___ Supplied entries

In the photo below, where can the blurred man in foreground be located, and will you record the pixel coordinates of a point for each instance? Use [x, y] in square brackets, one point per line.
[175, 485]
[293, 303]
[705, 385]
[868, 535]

______

■ **About this exercise**:
Start to finish, give the listing again exactly.

■ **Result for this task**:
In the photo below, where can the blurred man in foreground be located, and will you record the pixel coordinates of a point for each instance? Use [x, y] in square brackets, one point per line.
[175, 485]
[293, 303]
[705, 385]
[868, 535]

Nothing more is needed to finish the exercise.